# INSTRUCTIONS FOR THE TASK
Render the data below as a JSON list of strings, one string per line, and leave out the blank lines.

::: PROVIDED ENTRIES

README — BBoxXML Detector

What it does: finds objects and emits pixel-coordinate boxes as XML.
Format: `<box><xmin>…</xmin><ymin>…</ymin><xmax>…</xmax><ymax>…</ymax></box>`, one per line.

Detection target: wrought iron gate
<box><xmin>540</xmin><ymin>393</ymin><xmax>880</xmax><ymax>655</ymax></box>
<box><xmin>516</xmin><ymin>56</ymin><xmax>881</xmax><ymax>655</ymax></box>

::::::

# ANSWER TO THE PROBLEM
[
  "README — BBoxXML Detector",
  "What it does: finds objects and emits pixel-coordinate boxes as XML.",
  "Format: `<box><xmin>…</xmin><ymin>…</ymin><xmax>…</xmax><ymax>…</ymax></box>`, one per line.",
  "Detection target: wrought iron gate",
  "<box><xmin>540</xmin><ymin>393</ymin><xmax>880</xmax><ymax>655</ymax></box>",
  "<box><xmin>516</xmin><ymin>56</ymin><xmax>881</xmax><ymax>655</ymax></box>"
]